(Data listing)
◇ ◇ ◇
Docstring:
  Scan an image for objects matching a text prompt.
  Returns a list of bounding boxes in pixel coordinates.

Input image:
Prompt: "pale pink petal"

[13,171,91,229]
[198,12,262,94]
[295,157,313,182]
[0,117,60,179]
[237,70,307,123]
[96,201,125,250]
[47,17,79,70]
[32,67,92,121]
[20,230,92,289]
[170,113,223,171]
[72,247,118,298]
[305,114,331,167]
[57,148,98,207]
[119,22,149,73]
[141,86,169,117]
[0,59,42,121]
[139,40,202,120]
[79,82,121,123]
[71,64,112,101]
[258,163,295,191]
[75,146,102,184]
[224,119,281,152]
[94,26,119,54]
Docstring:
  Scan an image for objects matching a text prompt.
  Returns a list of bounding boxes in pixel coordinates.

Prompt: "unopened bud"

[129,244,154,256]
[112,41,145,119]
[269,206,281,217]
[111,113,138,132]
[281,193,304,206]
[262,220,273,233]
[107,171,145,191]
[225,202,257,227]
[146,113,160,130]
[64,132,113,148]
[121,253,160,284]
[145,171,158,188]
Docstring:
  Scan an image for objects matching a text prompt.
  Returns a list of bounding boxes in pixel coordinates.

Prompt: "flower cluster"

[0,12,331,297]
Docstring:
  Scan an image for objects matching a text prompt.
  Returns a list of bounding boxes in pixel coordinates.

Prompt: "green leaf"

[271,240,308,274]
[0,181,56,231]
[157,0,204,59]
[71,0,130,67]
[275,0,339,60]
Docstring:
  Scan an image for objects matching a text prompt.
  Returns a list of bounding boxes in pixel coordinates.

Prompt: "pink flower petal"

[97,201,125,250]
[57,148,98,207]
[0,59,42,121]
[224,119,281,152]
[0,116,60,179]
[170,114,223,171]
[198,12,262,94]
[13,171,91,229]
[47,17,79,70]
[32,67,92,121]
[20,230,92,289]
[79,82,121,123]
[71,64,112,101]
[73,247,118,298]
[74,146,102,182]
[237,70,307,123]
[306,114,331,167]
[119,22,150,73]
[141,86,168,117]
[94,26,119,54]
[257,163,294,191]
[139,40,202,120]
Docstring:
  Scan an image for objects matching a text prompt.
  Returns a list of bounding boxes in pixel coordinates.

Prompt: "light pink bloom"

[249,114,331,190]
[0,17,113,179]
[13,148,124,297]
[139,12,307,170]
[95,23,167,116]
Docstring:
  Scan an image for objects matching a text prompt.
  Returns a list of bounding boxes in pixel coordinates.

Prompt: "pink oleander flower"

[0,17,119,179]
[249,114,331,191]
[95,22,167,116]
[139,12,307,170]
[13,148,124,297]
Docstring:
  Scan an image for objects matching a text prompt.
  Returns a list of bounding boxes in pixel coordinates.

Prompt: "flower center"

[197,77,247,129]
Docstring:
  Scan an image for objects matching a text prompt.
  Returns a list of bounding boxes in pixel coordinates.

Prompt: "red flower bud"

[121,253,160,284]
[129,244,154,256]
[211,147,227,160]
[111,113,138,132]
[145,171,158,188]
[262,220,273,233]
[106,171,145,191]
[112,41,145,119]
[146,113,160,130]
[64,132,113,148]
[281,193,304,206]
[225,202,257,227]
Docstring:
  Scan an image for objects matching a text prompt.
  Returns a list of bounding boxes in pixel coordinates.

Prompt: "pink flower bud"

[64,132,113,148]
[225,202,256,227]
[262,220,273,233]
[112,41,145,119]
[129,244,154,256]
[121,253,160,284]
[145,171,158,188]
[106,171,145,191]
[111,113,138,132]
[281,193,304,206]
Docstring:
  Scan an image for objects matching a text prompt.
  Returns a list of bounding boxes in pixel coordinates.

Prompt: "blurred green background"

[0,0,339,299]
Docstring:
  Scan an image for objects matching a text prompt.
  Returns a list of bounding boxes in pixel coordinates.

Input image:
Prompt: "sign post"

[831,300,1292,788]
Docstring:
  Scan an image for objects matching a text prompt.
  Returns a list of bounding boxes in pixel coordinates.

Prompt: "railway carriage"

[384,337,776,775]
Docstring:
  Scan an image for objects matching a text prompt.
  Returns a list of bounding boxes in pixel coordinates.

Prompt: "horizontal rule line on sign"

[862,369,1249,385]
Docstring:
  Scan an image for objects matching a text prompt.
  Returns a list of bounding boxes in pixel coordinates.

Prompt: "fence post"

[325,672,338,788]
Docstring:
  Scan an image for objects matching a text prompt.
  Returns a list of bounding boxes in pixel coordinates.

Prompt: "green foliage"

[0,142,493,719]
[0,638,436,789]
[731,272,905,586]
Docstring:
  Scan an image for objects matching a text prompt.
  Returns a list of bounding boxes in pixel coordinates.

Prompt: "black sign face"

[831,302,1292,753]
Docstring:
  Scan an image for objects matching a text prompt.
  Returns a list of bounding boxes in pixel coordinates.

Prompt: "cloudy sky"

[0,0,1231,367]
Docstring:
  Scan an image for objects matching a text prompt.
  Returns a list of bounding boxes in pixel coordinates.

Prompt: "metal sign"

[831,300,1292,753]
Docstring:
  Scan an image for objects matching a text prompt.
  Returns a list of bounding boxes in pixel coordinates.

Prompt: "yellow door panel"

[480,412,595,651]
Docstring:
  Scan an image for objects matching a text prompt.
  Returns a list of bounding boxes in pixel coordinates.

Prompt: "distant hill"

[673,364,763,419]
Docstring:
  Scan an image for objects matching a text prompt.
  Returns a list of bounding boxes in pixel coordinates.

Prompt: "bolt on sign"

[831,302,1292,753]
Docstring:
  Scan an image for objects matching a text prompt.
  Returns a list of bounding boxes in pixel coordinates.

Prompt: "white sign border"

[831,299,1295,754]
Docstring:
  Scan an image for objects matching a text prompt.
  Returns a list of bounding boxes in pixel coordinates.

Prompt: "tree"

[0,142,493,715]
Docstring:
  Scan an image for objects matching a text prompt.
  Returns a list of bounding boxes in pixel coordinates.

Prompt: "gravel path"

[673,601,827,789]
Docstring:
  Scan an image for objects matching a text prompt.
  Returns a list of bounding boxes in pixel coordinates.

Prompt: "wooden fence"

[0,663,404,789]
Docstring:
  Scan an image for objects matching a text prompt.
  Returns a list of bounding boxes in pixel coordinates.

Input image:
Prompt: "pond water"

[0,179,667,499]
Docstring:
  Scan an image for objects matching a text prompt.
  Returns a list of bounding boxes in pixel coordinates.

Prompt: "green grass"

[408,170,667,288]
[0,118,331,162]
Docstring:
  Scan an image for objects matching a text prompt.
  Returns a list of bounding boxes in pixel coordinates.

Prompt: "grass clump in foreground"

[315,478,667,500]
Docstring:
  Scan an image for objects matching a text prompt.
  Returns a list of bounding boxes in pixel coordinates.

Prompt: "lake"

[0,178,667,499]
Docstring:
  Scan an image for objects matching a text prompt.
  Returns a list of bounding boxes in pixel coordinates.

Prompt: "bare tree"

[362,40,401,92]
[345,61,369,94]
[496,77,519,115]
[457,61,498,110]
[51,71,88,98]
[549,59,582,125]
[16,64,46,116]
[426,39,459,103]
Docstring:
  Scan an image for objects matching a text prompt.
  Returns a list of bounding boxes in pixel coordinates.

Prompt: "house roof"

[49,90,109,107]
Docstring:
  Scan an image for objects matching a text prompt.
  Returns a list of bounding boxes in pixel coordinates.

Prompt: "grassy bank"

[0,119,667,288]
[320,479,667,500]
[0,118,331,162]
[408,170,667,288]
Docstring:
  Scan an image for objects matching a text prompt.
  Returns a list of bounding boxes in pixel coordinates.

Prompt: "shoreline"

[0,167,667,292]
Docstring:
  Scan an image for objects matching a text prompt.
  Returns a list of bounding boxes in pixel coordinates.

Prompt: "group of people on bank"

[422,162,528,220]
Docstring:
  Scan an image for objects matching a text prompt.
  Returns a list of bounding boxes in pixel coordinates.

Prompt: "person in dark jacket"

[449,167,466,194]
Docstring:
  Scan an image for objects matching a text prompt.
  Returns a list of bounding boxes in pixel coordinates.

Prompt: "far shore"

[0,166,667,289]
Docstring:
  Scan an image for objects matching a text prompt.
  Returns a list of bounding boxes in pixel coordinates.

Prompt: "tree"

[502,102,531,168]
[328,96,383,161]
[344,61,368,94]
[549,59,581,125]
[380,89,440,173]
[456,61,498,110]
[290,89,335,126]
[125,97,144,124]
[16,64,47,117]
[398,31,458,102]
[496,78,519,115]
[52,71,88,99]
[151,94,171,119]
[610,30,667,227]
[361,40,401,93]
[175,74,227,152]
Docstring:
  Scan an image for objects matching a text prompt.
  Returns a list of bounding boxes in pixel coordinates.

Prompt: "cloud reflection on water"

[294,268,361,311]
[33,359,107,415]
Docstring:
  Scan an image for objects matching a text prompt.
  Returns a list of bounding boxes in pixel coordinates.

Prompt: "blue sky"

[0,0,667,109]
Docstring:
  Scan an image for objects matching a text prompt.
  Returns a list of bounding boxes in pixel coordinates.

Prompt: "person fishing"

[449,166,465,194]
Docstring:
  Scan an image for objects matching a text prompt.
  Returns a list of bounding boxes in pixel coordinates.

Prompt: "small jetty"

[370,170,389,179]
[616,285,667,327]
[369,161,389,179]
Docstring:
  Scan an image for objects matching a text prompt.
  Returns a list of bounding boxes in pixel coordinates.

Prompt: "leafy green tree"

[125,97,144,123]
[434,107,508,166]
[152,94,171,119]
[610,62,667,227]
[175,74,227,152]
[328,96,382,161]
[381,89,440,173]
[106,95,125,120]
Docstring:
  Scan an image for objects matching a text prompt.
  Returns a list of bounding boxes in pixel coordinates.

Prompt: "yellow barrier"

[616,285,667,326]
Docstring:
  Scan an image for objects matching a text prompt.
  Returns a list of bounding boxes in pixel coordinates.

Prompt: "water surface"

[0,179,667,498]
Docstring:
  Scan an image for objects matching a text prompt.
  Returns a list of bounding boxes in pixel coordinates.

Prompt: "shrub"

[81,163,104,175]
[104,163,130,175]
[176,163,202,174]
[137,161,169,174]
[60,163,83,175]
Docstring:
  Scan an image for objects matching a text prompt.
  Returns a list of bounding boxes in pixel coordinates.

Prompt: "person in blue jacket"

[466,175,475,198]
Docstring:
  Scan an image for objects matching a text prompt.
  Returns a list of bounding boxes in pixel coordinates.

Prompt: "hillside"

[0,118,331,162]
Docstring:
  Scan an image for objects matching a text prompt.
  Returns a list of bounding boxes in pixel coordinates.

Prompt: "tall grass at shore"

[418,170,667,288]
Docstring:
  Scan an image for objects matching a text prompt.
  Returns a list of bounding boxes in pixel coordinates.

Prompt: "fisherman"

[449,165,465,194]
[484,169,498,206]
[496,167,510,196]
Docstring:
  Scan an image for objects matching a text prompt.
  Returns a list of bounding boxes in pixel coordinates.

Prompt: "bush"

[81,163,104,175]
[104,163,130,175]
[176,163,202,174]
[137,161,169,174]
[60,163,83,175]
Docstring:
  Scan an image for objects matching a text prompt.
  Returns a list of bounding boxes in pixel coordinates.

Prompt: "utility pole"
◇ ◇ ◇
Required task ▸
Rewrite the data from the start through the line with "[275,0,339,60]", including that line, swapping every "Scan" for "Search" and leaving the rest unchanged.

Written response ▸
Docstring:
  Search an image for objects matching a text prompt.
  Returns a list of bounding boxes in pixel coordinates.

Input image:
Prompt: "pale pink petal"

[13,171,91,229]
[198,12,262,94]
[295,157,313,182]
[0,117,60,179]
[237,70,307,123]
[96,201,125,250]
[47,17,79,70]
[32,67,92,121]
[20,230,92,289]
[170,113,223,171]
[72,247,118,298]
[305,114,331,167]
[57,148,98,207]
[119,22,149,73]
[141,86,169,117]
[0,59,42,121]
[139,40,202,120]
[79,82,121,123]
[71,64,112,101]
[258,163,295,191]
[75,146,102,184]
[224,119,281,152]
[94,26,119,54]
Docstring:
  Search an image for objects matching a text prompt.
  Returns a list of bounding boxes in pixel coordinates.

Prompt: "unopened bud"

[129,244,154,256]
[112,41,145,119]
[269,206,281,217]
[111,113,138,132]
[281,193,304,206]
[262,220,273,233]
[107,171,145,191]
[225,202,257,227]
[146,113,160,130]
[64,132,113,148]
[121,253,160,284]
[145,171,158,188]
Docstring:
  Search an image for objects matching a text prompt.
  Returns a list of bounding boxes in pixel coordinates.

Prompt: "flower cluster"

[0,12,331,297]
Docstring:
  Search an image for objects matching a text prompt.
  Returns a list of bounding boxes in pixel coordinates.

Prompt: "green leaf"

[271,240,308,274]
[0,181,56,231]
[157,0,204,59]
[71,0,130,67]
[275,0,339,60]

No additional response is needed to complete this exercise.